- _EXERCISE PROMPT_
Rewrite the items below, changing every "single dot" to "single point" and leaving everything else as it is.

### SUPPLIED DATA ###

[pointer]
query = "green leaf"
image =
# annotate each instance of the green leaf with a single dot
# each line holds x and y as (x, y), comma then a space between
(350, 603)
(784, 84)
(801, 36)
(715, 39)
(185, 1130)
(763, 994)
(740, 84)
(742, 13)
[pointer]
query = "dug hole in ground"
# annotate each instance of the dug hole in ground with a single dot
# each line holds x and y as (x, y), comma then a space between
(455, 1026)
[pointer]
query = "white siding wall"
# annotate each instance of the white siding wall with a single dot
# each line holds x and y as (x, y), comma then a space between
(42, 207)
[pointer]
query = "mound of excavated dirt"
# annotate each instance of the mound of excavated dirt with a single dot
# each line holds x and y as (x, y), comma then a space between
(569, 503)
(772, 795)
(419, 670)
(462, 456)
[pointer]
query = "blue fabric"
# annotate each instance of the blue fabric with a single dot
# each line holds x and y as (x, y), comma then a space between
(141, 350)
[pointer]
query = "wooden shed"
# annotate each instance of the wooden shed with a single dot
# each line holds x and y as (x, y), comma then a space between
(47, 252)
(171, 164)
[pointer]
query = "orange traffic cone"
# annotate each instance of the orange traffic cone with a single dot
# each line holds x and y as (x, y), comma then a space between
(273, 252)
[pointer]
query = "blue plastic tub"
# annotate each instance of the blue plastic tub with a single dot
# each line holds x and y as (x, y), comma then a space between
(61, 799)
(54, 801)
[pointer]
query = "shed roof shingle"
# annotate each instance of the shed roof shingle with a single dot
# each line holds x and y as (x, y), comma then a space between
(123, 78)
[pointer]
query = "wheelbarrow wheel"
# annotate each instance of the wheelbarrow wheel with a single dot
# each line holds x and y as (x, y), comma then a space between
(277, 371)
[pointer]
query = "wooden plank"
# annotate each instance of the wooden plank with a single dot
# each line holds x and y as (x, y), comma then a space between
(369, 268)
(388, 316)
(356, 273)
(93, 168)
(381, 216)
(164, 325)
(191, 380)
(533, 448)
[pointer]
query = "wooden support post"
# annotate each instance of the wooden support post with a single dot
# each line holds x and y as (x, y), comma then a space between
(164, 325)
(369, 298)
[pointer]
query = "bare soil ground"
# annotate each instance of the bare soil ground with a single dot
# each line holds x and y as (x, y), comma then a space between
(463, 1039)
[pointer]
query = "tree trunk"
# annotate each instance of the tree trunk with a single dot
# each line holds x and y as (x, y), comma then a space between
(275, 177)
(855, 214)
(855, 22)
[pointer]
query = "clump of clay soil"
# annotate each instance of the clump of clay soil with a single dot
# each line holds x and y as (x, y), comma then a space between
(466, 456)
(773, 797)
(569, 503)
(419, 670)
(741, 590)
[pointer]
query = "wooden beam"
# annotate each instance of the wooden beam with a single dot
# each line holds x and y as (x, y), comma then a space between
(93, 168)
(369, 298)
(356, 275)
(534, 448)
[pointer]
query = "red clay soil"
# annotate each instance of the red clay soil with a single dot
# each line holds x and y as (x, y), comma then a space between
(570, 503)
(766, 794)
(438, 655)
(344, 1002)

###

- _WORKED SOLUTION_
[pointer]
query = "green leaf"
image =
# annotate each instance of the green leaf with a single point
# each line holds x and y as (x, y), comma then a space between
(350, 603)
(784, 84)
(801, 36)
(715, 39)
(185, 1130)
(763, 994)
(740, 84)
(742, 13)
[pointer]
query = "dug hole in ground"
# annotate each instance of the dug hole in ground with a single point
# each line holds x and y as (x, y), comma then a space between
(455, 1026)
[pointer]
query = "white siding wall"
# annotate each instance of the white siding wall with a single point
# each line holds x and y as (x, y), comma then a space between
(42, 207)
[pointer]
query = "mound of excavated dirt"
# annotate each instance of the mound of excavated dirt with a single point
# each line holds x and y as (x, y), comma then a space between
(569, 503)
(772, 795)
(419, 670)
(462, 456)
[pointer]
query = "blue fabric"
# annotate each instance of the blue fabric with a single point
# each line holds x and y as (x, y), comma then a space between
(141, 350)
[pointer]
query = "wooden shed"
# annotate each instance of the wooden shed with a single point
# each line holds x and y as (x, y), comma then a space between
(47, 252)
(171, 164)
[pointer]
query = "orange traffic cone"
# annotate each instance of the orange traffic cone with a single point
# each line holds x and y as (x, y), comma then a space between
(273, 252)
[pointer]
query = "blue plastic tub"
# annotate each instance of the blue plastic tub with a single point
# each line holds x and y as (x, y), comma then a space between
(61, 799)
(54, 801)
[pointer]
query = "shed roof shingle"
# annotate each instance of the shed roof shingle with a single point
# each line holds x and y as (x, y), comma then a space between
(123, 78)
[pointer]
query = "wheelbarrow wheel"
# annotate each instance of the wheelbarrow wheel with a single point
# each line holds x and y as (x, y), comma then a space between
(277, 371)
[pointer]
query = "wooden plank"
# annotate each instance of the wooden plank with a single point
# each line holds x and y as (x, y), comma then a space between
(369, 268)
(388, 316)
(356, 273)
(93, 168)
(381, 216)
(164, 325)
(191, 380)
(533, 448)
[pointer]
query = "wooden support post"
# annotate each instance of the wooden support post with a single point
# each line holds x and y as (x, y), comma then a space between
(164, 325)
(369, 298)
[pointer]
query = "bare soil ground"
# annotate each instance of the bare soil ground with a single point
# each line holds x and y as (x, y), comma then a space between
(463, 1039)
[pointer]
query = "tree trunk"
# annotate each instance of the tree trunk with a single point
# each line holds x and y as (x, y), comma then a space between
(275, 177)
(855, 214)
(855, 22)
[pointer]
query = "clump of clay soil"
# annotate each instance of the clump of clay soil with a single point
# each line holds x and y as (x, y), comma then a space between
(466, 456)
(773, 797)
(569, 503)
(419, 670)
(741, 590)
[pointer]
query = "wooden beam"
# annotate each instance of the wooden beam with a single point
# each line holds x and y as (x, y), comma then a space between
(93, 168)
(369, 298)
(356, 275)
(534, 448)
[pointer]
query = "red clay soil"
# annotate each instance of the red clay soil with a single point
# each line holds x and y as (x, y), comma then a space between
(570, 503)
(766, 794)
(438, 655)
(344, 1002)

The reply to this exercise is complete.